- Required work -
Update the lines below by replacing "apple chunk" with "apple slice" everywhere it occurs and keeping everything else unchanged. Leave the pictures out of your answer.

## START Input

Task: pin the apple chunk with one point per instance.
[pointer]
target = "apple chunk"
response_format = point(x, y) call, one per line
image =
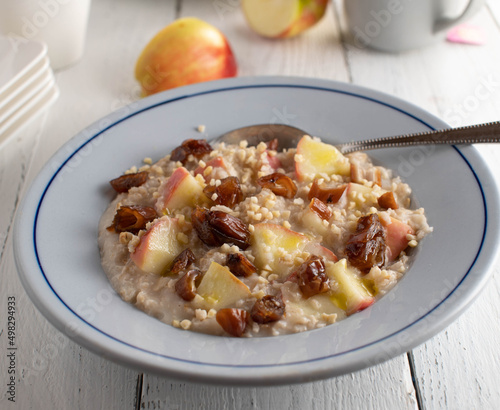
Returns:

## END Input

- Exercise output -
Task: pin the apple slice with one point per instance.
[pointer]
target = "apple slice"
response_format = point(x, y) call, one per line
image =
Returns:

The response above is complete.